----- INFORMATION GIVEN

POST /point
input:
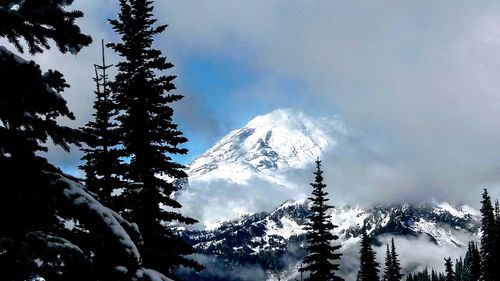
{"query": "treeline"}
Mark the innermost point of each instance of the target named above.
(118, 223)
(479, 263)
(323, 259)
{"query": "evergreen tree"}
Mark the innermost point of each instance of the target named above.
(449, 270)
(395, 265)
(459, 272)
(388, 265)
(38, 203)
(497, 237)
(321, 253)
(434, 276)
(472, 263)
(149, 137)
(31, 233)
(368, 268)
(101, 157)
(488, 238)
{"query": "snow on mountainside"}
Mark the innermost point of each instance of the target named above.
(274, 241)
(280, 140)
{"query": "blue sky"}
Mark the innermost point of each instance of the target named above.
(419, 77)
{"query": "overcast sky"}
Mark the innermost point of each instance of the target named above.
(420, 79)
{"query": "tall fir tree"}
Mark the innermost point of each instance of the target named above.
(368, 266)
(321, 259)
(448, 266)
(388, 265)
(497, 237)
(459, 272)
(488, 239)
(149, 137)
(101, 156)
(472, 263)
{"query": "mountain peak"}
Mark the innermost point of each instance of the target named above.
(281, 139)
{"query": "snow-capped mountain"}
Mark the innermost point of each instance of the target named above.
(272, 243)
(283, 139)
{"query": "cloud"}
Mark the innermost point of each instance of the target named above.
(420, 79)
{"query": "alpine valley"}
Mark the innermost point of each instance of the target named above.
(255, 228)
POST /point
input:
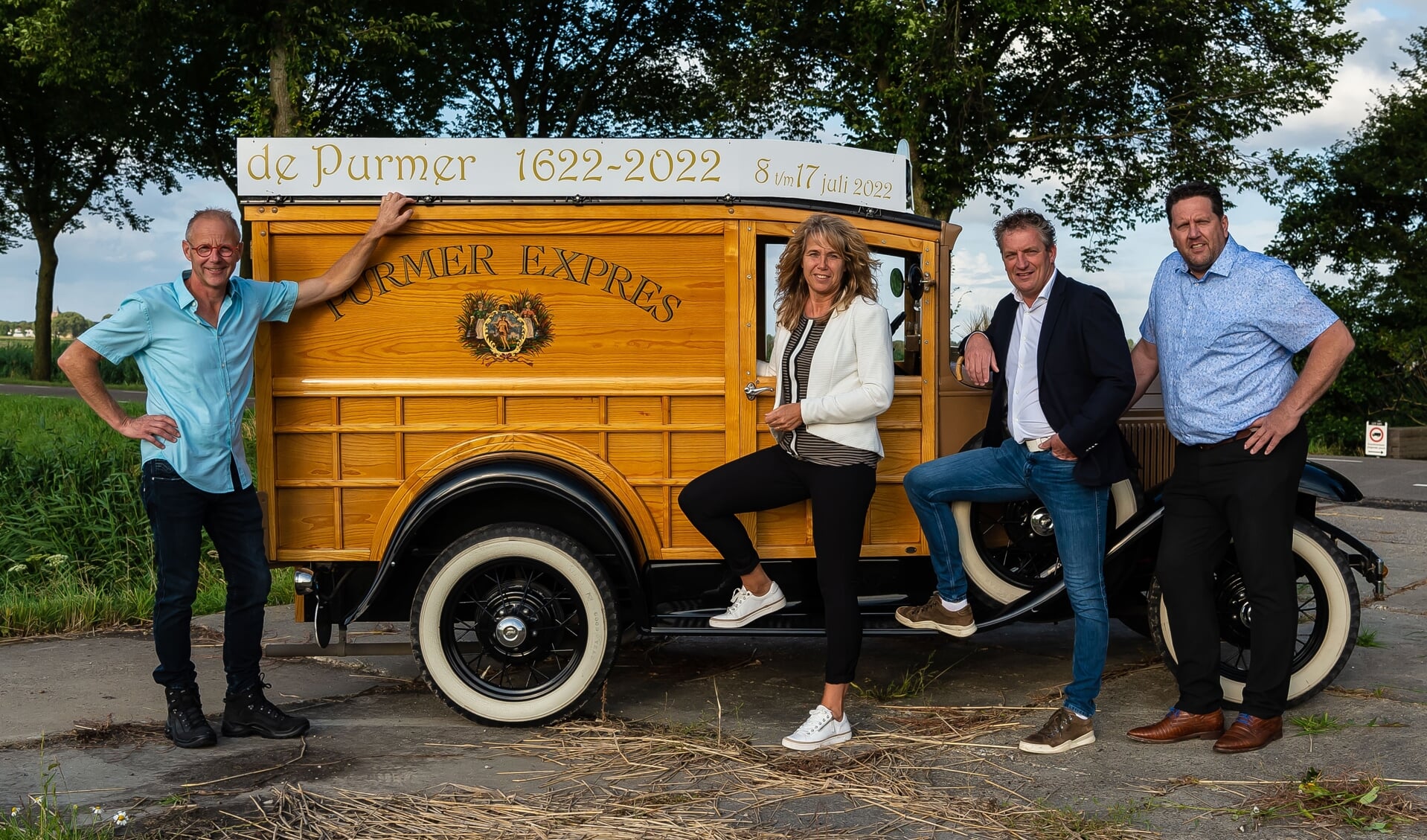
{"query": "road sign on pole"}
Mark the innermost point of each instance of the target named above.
(1376, 440)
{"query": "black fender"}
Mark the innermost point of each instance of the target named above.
(1324, 482)
(524, 475)
(1318, 482)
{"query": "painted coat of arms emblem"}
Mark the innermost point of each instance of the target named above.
(504, 330)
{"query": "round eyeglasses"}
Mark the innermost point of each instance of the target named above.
(205, 251)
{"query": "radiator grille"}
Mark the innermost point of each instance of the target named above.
(1155, 448)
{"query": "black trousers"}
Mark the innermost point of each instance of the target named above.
(772, 478)
(1218, 496)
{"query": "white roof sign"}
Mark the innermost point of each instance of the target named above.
(317, 167)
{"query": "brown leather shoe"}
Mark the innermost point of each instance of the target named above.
(1179, 725)
(1251, 734)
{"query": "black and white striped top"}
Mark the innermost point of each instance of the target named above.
(795, 364)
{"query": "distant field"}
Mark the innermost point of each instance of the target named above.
(74, 544)
(17, 362)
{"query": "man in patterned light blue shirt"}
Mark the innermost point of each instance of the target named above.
(193, 342)
(1222, 328)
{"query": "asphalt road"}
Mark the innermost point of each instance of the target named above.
(715, 709)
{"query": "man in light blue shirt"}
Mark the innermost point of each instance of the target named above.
(193, 342)
(1222, 328)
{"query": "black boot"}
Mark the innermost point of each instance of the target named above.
(248, 712)
(186, 725)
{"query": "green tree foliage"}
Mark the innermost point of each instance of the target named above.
(1360, 210)
(70, 324)
(583, 68)
(80, 124)
(1106, 103)
(290, 68)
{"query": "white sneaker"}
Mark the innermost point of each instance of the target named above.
(748, 606)
(819, 731)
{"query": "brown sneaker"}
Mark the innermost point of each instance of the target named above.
(934, 617)
(1063, 732)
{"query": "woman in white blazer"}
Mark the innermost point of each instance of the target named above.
(833, 356)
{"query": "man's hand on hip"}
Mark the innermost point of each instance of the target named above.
(156, 429)
(979, 359)
(1059, 448)
(1269, 429)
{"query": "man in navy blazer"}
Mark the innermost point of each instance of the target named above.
(1061, 376)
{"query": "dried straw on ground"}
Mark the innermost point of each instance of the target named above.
(609, 780)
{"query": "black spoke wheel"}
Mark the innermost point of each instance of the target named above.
(1326, 625)
(514, 625)
(1009, 548)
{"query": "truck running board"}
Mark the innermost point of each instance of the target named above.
(340, 650)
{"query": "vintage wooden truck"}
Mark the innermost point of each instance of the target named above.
(488, 432)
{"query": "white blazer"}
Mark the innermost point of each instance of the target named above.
(850, 381)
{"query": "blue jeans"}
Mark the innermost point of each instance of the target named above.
(177, 514)
(1008, 474)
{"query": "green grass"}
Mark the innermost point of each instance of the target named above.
(1318, 723)
(76, 551)
(909, 685)
(42, 816)
(1369, 639)
(17, 364)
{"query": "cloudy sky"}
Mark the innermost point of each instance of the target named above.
(100, 264)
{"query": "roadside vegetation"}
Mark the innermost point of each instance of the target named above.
(74, 544)
(17, 362)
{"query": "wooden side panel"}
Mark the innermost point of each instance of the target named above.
(609, 342)
(626, 333)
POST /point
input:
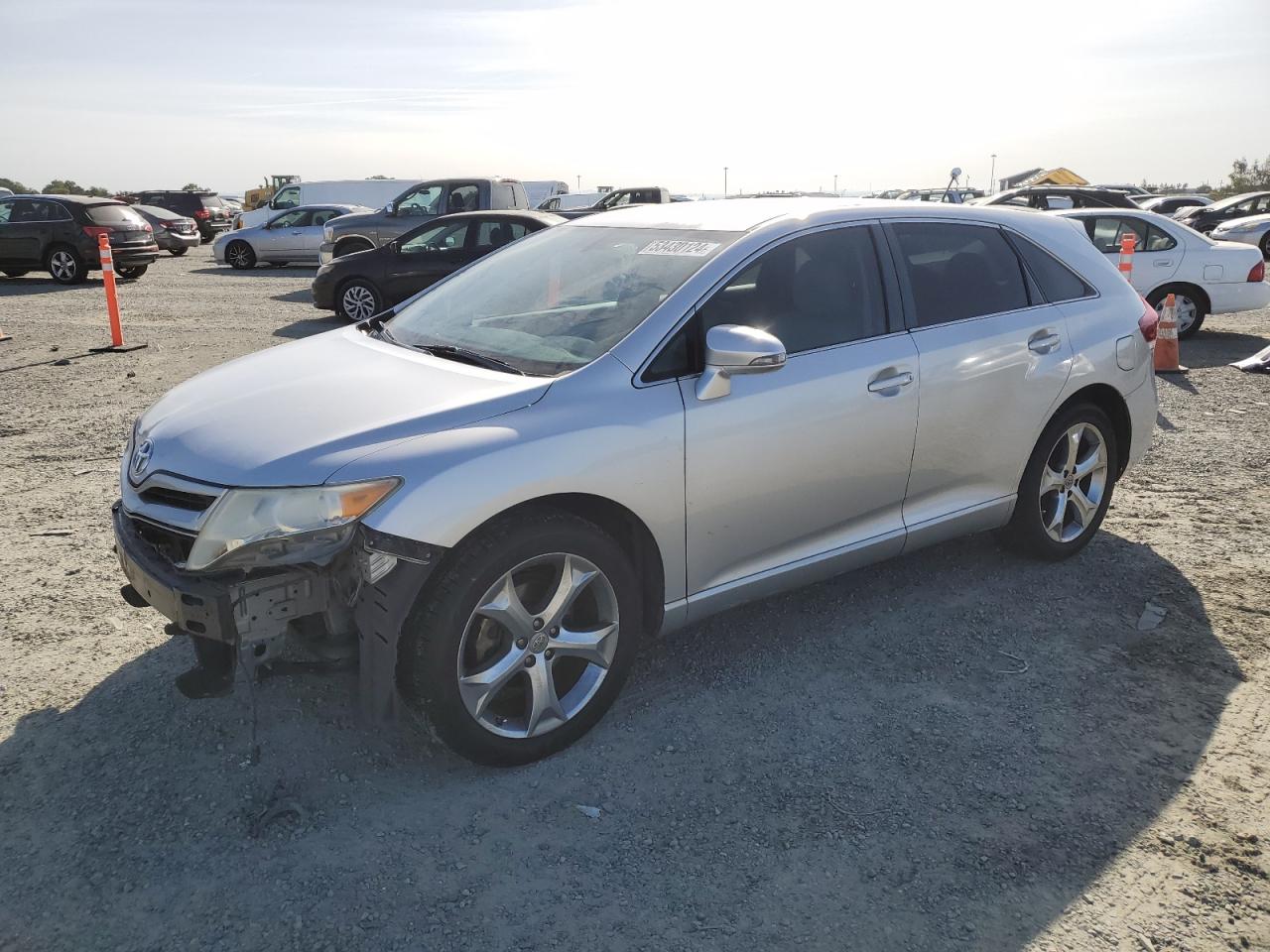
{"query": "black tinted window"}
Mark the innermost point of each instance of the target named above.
(957, 271)
(1056, 280)
(813, 291)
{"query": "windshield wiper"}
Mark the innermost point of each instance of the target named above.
(472, 357)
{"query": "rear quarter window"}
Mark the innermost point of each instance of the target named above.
(1056, 280)
(114, 214)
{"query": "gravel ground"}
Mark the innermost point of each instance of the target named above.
(952, 751)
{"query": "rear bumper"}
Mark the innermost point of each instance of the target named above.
(1238, 296)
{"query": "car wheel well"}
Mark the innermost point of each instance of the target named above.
(624, 526)
(1107, 399)
(1182, 287)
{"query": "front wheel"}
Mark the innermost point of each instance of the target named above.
(66, 266)
(524, 640)
(1066, 488)
(240, 255)
(358, 299)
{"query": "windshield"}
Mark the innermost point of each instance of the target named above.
(557, 299)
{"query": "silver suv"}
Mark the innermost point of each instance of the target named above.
(622, 424)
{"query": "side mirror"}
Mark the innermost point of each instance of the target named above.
(731, 349)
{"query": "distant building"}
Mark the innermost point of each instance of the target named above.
(1042, 177)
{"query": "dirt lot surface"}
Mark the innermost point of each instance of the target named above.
(953, 751)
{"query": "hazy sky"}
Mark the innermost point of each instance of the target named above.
(157, 93)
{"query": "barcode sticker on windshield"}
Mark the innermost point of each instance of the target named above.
(686, 249)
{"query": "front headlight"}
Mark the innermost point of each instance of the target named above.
(259, 527)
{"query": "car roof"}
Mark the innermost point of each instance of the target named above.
(749, 213)
(509, 213)
(72, 199)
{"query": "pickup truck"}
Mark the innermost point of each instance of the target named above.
(416, 206)
(619, 198)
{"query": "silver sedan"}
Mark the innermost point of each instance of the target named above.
(1247, 231)
(289, 236)
(622, 424)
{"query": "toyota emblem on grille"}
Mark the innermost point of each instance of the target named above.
(141, 457)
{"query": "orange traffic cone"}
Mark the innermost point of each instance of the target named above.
(1166, 340)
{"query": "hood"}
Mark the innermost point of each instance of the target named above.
(294, 414)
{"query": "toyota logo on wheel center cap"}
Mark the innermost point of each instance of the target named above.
(141, 457)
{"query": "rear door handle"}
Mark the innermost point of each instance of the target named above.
(879, 385)
(1044, 341)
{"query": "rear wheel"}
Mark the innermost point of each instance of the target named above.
(1191, 308)
(240, 255)
(1067, 485)
(358, 299)
(524, 640)
(66, 266)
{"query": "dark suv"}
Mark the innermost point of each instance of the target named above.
(1206, 217)
(60, 232)
(204, 207)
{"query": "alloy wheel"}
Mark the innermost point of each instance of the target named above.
(1074, 483)
(63, 266)
(358, 302)
(1187, 311)
(539, 645)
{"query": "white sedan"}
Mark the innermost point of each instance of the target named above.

----------

• _WHAT THE TASK ASKS_:
The entries above must be output exactly, with every image left out.

• _RESULT BELOW_:
POST /point
input:
{"query": "treeline"}
Mark the innermost point of each instance of the target named above.
(118, 223)
(479, 263)
(323, 259)
{"query": "evergreen tree"}
Mark the innermost point of each instance of the target named above.
(449, 270)
(395, 265)
(459, 272)
(388, 265)
(38, 203)
(497, 237)
(321, 253)
(434, 276)
(472, 263)
(149, 137)
(31, 233)
(368, 268)
(101, 157)
(488, 238)
{"query": "snow on mountainside"}
Mark the innermost point of each instance of the target named above.
(274, 241)
(280, 140)
{"query": "blue sky"}
Mark the innermost point of each instance of the target named above.
(419, 77)
{"query": "overcast sky"}
Mark the innermost point of each instance of the target named above.
(420, 79)
{"query": "tall fir tree"}
Mark the innermost point of each instance of the target named above.
(368, 266)
(321, 259)
(448, 266)
(388, 265)
(497, 237)
(459, 272)
(488, 239)
(149, 137)
(101, 156)
(472, 263)
{"query": "mountain peak"}
Mark the innermost point of each instance of the target named above.
(281, 139)
{"query": "snow-capped mountain"}
Mark the innermost point of each instance of the target named above.
(272, 243)
(283, 139)
{"query": "cloud"}
Mark the innermost point of each instance of the target named above.
(420, 79)
{"query": "alpine valley"}
Mark the innermost point of each instance of the target named above.
(255, 228)
POST /point
input:
{"query": "road sign on pole"}
Mark the innermost point of each instance of the target named above.
(1376, 440)
{"query": "black fender"}
Mark the innermost point of each instance of the target named above.
(1324, 482)
(524, 475)
(1318, 482)
{"query": "painted coat of arms emblem"}
Mark the innermost point of each instance of the target named above.
(504, 330)
{"query": "round eyeglasses"}
Mark the innermost point of each instance of the target named above.
(205, 251)
{"query": "radiator grille"}
Mark the innermost point of each instance of the target named above.
(1155, 448)
{"query": "black trousers"}
Mark the innermost point of each instance of the target named above.
(772, 478)
(1218, 496)
{"query": "white roof sign"}
Mark the innermost point of each instance of the target named above.
(317, 167)
{"query": "brown leather shoe"}
Mark the innermost point of each instance of the target named above.
(1179, 725)
(1251, 734)
{"query": "black and white striped top"}
Mark the innermost point of each instance of the target named above.
(795, 364)
{"query": "distant field"}
Mark the innermost point of each instance of the target named above.
(74, 544)
(17, 362)
{"query": "man in patterned light blue shirt"}
Mark the innermost point of each instance of the target named above.
(193, 342)
(1222, 328)
{"query": "asphalt road"}
Mark the innermost point of each instance of the target named above.
(715, 709)
{"query": "man in light blue shirt"}
Mark the innermost point of each instance of the target named above.
(193, 342)
(1222, 328)
{"query": "black boot"}
Mark the innermost point of each instance of the target named above.
(248, 712)
(186, 725)
{"query": "green tree foliage"}
Mark the innermost point of each instance of the target named above.
(1360, 210)
(70, 324)
(583, 68)
(80, 124)
(1106, 103)
(290, 68)
{"query": "white sneaker"}
Mark the innermost point of each instance of the target named above.
(748, 606)
(819, 731)
{"query": "brown sneaker"}
Mark the innermost point of each instance of the target named above.
(934, 617)
(1063, 732)
{"query": "woman in white blazer"}
Mark the innermost point of each instance of the target named above.
(833, 356)
{"query": "man's hand on hip"}
Mark the innermost point of each instance of the target named above.
(156, 429)
(979, 359)
(1059, 448)
(1269, 429)
{"query": "man in navy blazer"}
Mark the innermost point of each instance of the target named above.
(1061, 376)
{"query": "dried straw on ground"}
Mark the innermost point of each instance of the target named above.
(609, 780)
{"query": "black spoke wheel"}
Mark the innermost point of each instance of the target named above.
(1326, 625)
(514, 625)
(1009, 548)
{"query": "truck running board"}
Mark the innermost point of each instance of the target named above.
(340, 650)
{"query": "vintage wooden truck"}
Mark the innermost point of each instance of the target named above.
(488, 432)
{"query": "white blazer"}
Mark the innermost point of each instance of the target named above.
(850, 381)
{"query": "blue jeans"}
Mark the innermost point of each instance of the target named above.
(177, 514)
(1008, 474)
{"query": "green grass"}
Mark the innermost point of each instance of the target named above.
(1318, 723)
(76, 551)
(909, 685)
(42, 816)
(1369, 639)
(17, 364)
{"query": "cloudy sky"}
Mark the innermost point of each instance of the target named above.
(100, 264)
{"query": "roadside vegetation"}
Mark the innermost point of each instance of the target named above.
(74, 544)
(17, 362)
{"query": "wooden side panel"}
Mark the innermost point of each instance of the target named above.
(609, 342)
(626, 333)
POST /point
input:
{"query": "black tinted window"}
Mark the innermost point of each instance of the target named above.
(957, 271)
(1056, 280)
(813, 291)
{"query": "windshield wiper"}
Mark the innermost point of each instance of the target named above.
(472, 357)
{"query": "rear quarter window"}
Mark the innermost point of each instance of the target named above.
(1056, 280)
(114, 214)
{"query": "gravel ground"}
Mark the innermost point of each instance of the target named above.
(952, 751)
{"query": "rear bumper"}
Mark the innermost point of each instance of the target named above.
(1238, 296)
{"query": "car wheel well"}
Mark the innermost point of each instance of the target named above.
(624, 526)
(1107, 399)
(1182, 287)
{"query": "front wheel"}
Mark the innermost point of each instance of the target named above.
(66, 266)
(524, 640)
(1066, 488)
(240, 255)
(358, 299)
{"query": "windshield"}
Mark the innermost point of each instance of the target named above.
(557, 299)
{"query": "silver suv"}
Mark the innermost point of each instance of the target named above.
(622, 424)
{"query": "side mirror"}
Mark the innermost point of each instance of the target named above.
(731, 349)
{"query": "distant building"}
Mark the innermost point of each instance of the target named above.
(1042, 177)
{"query": "dirt lot surface"}
Mark the innermost point of each instance of the target named above.
(953, 751)
{"query": "hazy sky"}
Mark the innermost point of each instance of the target named above.
(157, 93)
{"query": "barcode sticker on windshield"}
Mark the innermost point of each instance of the target named above.
(686, 249)
{"query": "front headlight"}
Mark the innermost point of each instance of the target named above.
(259, 527)
{"query": "car roof"}
Mark the innermost point of each instance of the target named above.
(749, 213)
(509, 213)
(72, 199)
{"query": "pickup truck"}
Mark the innermost point of each instance of the target named above.
(416, 206)
(619, 198)
{"query": "silver sedan"}
Mark the innermost point of each instance of the target named above.
(1247, 231)
(289, 236)
(622, 424)
{"query": "toyota emblem on grille"}
Mark the innermost point of each instance of the target named above.
(141, 457)
{"query": "orange traffic cone"}
Mark the innermost point of each instance of the target named above.
(1166, 340)
{"query": "hood"}
Mark the innermost point of each instance of the target named above.
(294, 414)
{"query": "toyota logo on wheel center cap"}
Mark the innermost point of each instance of the target named above.
(141, 457)
{"query": "rear door handle"}
Mark the innermost point of each instance of the target named above.
(879, 385)
(1044, 341)
{"query": "rear wheel"}
Mark the innermost point of each instance of the target named above.
(1191, 308)
(240, 255)
(1067, 485)
(358, 299)
(524, 640)
(66, 266)
{"query": "dark suv"}
Mark the innermost point of each instance of the target named above.
(1206, 217)
(60, 232)
(204, 207)
{"query": "alloy wheel"}
Mark the innermost point of each instance of the target named above.
(1074, 483)
(63, 266)
(358, 302)
(1187, 311)
(539, 645)
{"query": "white sedan"}
Mark the innermost point of each instance of the target named above.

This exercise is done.